── ENTRIES SHOWN

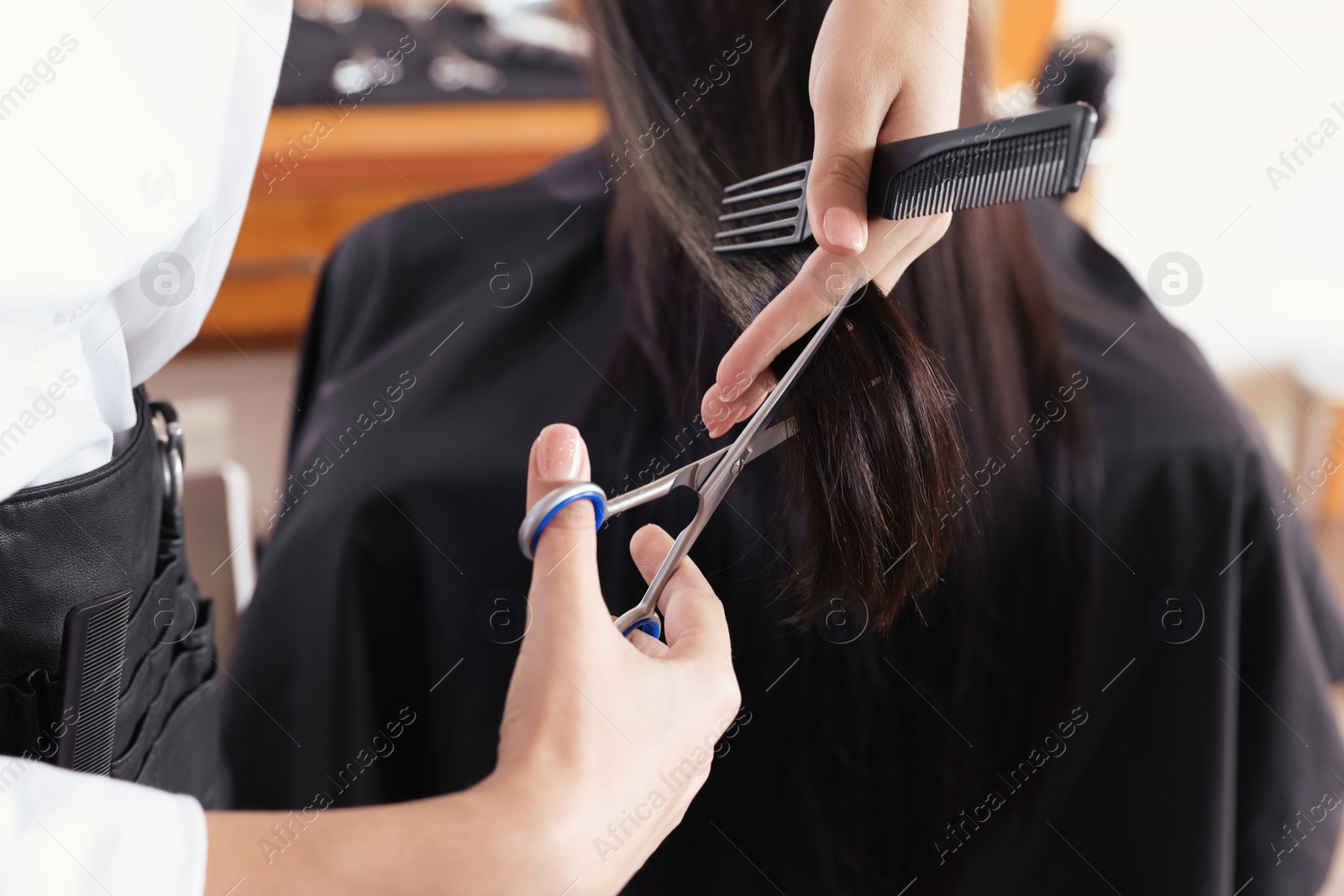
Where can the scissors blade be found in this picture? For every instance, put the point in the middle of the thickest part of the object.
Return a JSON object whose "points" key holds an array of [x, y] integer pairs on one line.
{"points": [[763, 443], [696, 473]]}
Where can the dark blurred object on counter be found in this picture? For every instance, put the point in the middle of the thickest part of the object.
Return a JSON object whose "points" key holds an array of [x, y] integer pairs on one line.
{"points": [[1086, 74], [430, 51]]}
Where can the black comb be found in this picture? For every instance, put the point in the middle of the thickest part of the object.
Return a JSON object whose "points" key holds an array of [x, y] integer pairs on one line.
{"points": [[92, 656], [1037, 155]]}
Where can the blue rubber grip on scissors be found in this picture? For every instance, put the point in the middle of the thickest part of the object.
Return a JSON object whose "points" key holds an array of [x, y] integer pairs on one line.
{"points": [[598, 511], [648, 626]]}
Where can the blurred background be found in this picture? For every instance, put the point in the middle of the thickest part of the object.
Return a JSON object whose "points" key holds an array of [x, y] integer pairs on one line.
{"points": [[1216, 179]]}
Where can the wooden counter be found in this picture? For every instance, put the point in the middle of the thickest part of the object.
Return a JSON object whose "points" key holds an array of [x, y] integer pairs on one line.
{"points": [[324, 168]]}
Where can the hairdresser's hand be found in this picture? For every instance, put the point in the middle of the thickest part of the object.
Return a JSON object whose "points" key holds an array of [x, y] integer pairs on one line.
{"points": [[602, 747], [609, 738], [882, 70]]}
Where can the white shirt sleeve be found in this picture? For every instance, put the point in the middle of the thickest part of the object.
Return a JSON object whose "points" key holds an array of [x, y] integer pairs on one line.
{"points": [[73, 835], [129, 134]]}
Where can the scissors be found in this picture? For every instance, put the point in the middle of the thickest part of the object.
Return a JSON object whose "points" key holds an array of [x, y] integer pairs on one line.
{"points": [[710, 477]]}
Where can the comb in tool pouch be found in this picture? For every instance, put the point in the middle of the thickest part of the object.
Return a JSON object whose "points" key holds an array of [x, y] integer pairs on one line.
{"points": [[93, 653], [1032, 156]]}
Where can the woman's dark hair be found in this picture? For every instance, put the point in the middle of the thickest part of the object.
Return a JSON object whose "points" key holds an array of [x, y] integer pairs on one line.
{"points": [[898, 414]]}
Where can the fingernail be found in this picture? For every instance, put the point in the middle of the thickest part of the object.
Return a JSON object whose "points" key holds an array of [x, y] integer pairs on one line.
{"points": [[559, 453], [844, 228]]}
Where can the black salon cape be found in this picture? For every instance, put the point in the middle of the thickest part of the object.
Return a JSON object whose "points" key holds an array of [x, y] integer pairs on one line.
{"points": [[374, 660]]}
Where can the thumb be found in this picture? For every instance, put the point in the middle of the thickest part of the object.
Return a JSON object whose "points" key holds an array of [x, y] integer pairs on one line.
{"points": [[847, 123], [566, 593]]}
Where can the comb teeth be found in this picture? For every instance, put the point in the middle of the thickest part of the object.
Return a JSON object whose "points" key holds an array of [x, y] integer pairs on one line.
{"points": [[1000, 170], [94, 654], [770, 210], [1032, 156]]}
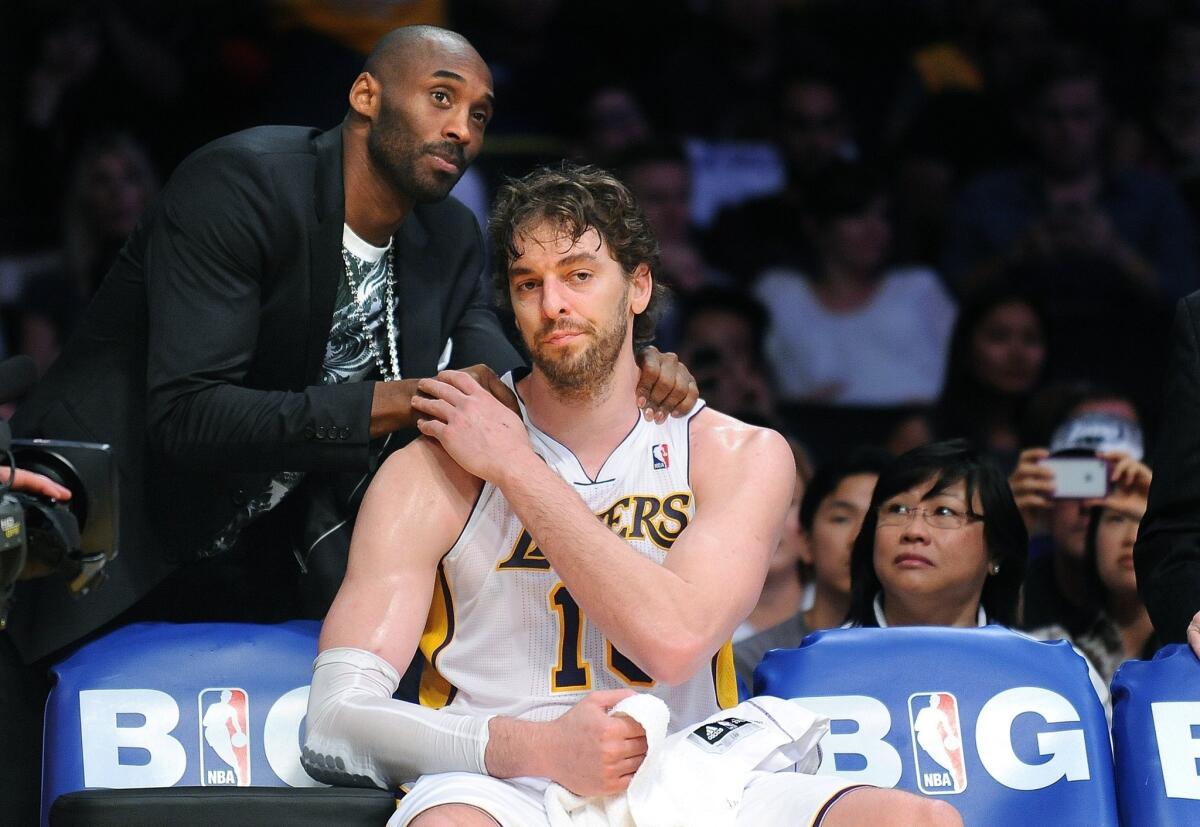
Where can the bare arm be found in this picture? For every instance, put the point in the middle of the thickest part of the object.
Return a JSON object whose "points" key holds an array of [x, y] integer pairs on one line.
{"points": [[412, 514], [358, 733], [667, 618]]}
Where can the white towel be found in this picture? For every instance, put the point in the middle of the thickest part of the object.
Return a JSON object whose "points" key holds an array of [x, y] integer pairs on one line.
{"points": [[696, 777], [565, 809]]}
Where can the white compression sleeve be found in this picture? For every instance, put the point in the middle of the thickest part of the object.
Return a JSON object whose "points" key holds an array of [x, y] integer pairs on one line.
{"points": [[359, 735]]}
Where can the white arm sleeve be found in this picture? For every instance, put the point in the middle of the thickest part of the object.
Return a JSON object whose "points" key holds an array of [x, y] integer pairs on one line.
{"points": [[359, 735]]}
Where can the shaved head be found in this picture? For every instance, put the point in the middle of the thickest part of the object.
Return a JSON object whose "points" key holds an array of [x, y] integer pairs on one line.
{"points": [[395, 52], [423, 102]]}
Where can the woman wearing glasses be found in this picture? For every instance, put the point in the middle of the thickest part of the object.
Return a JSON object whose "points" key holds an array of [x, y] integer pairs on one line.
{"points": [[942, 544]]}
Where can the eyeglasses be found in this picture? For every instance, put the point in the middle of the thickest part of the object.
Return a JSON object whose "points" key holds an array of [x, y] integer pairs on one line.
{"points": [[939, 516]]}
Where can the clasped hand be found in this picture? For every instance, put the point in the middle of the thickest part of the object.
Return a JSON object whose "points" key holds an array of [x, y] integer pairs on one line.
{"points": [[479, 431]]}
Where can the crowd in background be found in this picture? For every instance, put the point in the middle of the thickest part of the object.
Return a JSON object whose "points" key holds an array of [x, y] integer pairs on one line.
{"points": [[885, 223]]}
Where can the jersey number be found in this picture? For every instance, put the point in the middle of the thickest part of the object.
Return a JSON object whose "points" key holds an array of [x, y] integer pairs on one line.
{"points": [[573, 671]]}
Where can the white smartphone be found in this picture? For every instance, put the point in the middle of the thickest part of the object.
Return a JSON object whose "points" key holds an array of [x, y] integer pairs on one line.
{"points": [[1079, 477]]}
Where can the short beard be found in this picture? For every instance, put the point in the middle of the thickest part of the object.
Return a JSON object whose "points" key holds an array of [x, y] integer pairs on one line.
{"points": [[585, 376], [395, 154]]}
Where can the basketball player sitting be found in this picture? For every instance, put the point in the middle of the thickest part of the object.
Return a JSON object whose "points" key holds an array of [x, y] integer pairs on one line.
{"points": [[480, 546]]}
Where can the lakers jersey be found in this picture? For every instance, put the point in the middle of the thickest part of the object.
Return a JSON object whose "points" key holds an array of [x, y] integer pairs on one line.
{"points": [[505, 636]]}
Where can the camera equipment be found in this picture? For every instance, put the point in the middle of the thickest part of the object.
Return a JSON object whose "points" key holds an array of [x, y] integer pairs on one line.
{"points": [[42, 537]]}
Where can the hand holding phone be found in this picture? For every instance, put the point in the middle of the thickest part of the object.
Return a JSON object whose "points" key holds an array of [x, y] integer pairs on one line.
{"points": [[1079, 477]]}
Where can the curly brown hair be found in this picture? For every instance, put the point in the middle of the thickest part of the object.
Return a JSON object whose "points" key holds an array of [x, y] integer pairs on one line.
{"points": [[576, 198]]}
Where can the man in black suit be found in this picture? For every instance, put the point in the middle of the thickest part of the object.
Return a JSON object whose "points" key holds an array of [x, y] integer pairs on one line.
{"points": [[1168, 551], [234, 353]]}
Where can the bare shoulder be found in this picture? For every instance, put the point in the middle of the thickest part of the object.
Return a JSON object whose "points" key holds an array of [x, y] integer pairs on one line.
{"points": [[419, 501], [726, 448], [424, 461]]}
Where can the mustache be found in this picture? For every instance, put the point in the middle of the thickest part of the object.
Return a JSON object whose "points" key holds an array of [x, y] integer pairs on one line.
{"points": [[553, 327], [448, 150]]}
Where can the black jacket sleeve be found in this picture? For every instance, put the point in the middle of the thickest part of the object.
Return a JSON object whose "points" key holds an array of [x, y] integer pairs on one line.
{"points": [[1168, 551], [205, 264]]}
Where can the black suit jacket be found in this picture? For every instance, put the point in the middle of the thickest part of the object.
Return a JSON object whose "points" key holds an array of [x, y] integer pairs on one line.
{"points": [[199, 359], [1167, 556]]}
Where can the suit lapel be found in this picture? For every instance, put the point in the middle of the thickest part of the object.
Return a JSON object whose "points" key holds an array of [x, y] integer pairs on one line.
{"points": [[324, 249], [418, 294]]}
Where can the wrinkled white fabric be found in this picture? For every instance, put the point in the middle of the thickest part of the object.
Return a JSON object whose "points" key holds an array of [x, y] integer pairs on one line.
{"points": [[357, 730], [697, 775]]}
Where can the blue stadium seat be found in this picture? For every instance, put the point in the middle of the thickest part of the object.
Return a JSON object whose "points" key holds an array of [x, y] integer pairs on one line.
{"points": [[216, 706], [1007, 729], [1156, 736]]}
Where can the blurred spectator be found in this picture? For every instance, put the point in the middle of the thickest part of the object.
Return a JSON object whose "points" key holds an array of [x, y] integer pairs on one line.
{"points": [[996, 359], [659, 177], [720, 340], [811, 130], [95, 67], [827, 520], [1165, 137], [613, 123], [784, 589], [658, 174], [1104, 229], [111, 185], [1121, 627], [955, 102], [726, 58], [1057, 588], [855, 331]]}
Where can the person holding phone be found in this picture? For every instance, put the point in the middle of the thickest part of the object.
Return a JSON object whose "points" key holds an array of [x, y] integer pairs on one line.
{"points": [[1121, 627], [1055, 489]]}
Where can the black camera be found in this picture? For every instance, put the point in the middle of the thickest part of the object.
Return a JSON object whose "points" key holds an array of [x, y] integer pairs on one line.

────

Rewrite the records as a Markdown table with columns named Row and Line, beginning at the line that contains "Where can the wrinkled" and continuing through the end of the records. Number each line in Row, put its text in Line, and leave out blank lines.

| Row | Line |
|---|---|
| 1 | Where can the wrinkled white fabric be found in this picture? For every instance, put the point in the middle of the thickest part of the object. |
| 2 | Return a JSON object whose "points" key holds an array of [x, y] integer pairs on one line. |
| 3 | {"points": [[357, 730], [697, 775]]} |
| 4 | Where can the blue stadium seat be found in this picture? For every instance, put the point in the middle of the thickest part of the object. |
| 5 | Return a JSON object whose "points" key holds an array of [x, y] integer pairs on one line. |
| 6 | {"points": [[216, 706], [1007, 729], [1156, 736]]} |
| 7 | Where can the blurred spectator be found in this picture? For every instance, put the point in the middle of the thickest part of the object. |
| 8 | Return a JSON object whose "points" key holds an array of [x, y] integer pairs on one line. |
| 9 | {"points": [[996, 359], [659, 177], [720, 340], [811, 130], [95, 67], [827, 520], [1165, 137], [613, 123], [784, 589], [658, 174], [1104, 229], [111, 185], [1121, 627], [955, 102], [726, 58], [1057, 588], [855, 331]]} |
| 10 | Where can the person holding phone be found in this picture? For every instance, put the point in the middle of the thickest part of the object. |
| 11 | Return a JSON object whose "points" key holds an array of [x, y] integer pairs on one line. |
| 12 | {"points": [[1121, 627], [1055, 489]]} |
| 13 | Where can the black camera be found in this picture? For every instance, put the point in the middle of the thickest part of the object. |
| 14 | Return a JSON object whose "points" key holds an array of [x, y] integer pairs on one line. |